▶ _Task statement_: Convert every line of the entries below into a JSON array of strings, with one string per line and blank lines omitted.

▶ _Material to process_:
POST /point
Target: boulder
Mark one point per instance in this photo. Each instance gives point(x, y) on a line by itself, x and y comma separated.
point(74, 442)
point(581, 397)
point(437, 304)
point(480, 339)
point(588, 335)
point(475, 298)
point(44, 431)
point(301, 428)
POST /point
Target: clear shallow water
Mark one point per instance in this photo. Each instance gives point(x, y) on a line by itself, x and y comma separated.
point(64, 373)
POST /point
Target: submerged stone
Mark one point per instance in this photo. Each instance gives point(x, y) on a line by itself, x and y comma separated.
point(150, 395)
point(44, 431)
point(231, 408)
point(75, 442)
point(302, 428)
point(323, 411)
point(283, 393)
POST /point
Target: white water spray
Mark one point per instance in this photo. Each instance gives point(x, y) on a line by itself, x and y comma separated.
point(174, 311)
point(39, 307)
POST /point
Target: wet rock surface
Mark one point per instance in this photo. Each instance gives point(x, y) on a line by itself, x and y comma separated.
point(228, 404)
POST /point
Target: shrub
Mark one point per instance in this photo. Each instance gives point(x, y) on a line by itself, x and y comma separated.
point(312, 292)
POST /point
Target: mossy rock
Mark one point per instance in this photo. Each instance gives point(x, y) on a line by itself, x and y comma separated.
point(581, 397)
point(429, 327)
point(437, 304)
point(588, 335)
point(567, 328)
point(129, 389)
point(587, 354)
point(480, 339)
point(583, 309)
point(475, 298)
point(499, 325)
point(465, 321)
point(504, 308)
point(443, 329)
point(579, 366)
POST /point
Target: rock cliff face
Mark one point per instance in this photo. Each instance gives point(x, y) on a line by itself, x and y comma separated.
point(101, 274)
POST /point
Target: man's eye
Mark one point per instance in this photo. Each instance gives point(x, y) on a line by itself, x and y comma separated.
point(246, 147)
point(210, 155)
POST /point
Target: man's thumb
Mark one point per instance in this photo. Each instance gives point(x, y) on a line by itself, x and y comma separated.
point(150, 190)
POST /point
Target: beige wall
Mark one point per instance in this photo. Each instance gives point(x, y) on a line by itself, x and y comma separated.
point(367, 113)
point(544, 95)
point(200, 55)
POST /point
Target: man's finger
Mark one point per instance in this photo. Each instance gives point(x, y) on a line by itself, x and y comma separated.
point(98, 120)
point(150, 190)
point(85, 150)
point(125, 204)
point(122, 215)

▶ _Result of this exercise_:
[
  "POST /point",
  "Target: boulder",
  "Mark one point per instance in this photo. Each instance gives point(x, y) on a line by itself, x and y comma separated.",
  "point(74, 442)",
  "point(581, 397)",
  "point(437, 304)",
  "point(480, 339)",
  "point(588, 335)",
  "point(475, 298)",
  "point(44, 431)",
  "point(301, 428)",
  "POST /point",
  "Target: clear shallow water",
  "Mark one point per instance in this photo. Each instance gives point(x, y) on a line by itself, x and y comma separated.",
  "point(64, 373)",
  "POST /point",
  "Target: submerged stone",
  "Mark one point per instance in this photo. Each instance gives point(x, y) on a line by itself, x and y comma separated.",
  "point(150, 395)",
  "point(44, 431)",
  "point(231, 408)",
  "point(75, 442)",
  "point(302, 428)",
  "point(323, 411)",
  "point(283, 393)",
  "POST /point",
  "Target: white water spray",
  "Mark one point per instance in this photo. Each instance gives point(x, y) on a line by itself, x and y comma separated.",
  "point(174, 311)",
  "point(39, 307)",
  "POST /point",
  "Target: wet rock surface",
  "Mark one point per instance in this photo. Each instance gives point(x, y) on a line by itself, x and y comma separated.",
  "point(228, 404)",
  "POST /point",
  "Target: shrub",
  "Mark one point per instance in this photo. Each instance gives point(x, y) on a line by itself, x and y comma separated.",
  "point(312, 292)",
  "POST /point",
  "Target: mossy rock",
  "Mark one point per instance in this photo. Each instance gives point(x, y) on a line by itself, x and y comma separated.",
  "point(581, 397)",
  "point(429, 327)",
  "point(437, 304)",
  "point(588, 335)",
  "point(567, 328)",
  "point(129, 389)",
  "point(587, 354)",
  "point(480, 339)",
  "point(583, 309)",
  "point(475, 298)",
  "point(499, 325)",
  "point(465, 321)",
  "point(504, 308)",
  "point(443, 329)",
  "point(579, 366)",
  "POST /point",
  "Target: rock cliff face",
  "Mark one point per instance in this photo. Each instance gives point(x, y) on a line by itself, x and y comma separated.",
  "point(101, 274)",
  "POST /point",
  "Target: man's eye",
  "Mark one point per instance in this photo. Each instance gives point(x, y) on a line by itself, x and y comma separated.",
  "point(246, 147)",
  "point(210, 155)",
  "POST /point",
  "Target: man's thumb",
  "Mark one point per instance in this photo. Each instance gives point(x, y) on a line by itself, x and y comma separated.",
  "point(150, 190)",
  "POST /point",
  "Target: beige wall",
  "Mark one point per instance in this photo. Each instance gives point(x, y) on a line by itself, x and y comma separated.",
  "point(367, 113)",
  "point(544, 95)",
  "point(200, 55)",
  "POST /point",
  "Target: man's finger",
  "Mark one point per instance in this photo. Each instance gives point(x, y) on a line by itself, x and y comma separated.",
  "point(98, 120)",
  "point(150, 190)",
  "point(85, 150)",
  "point(125, 204)",
  "point(122, 215)"
]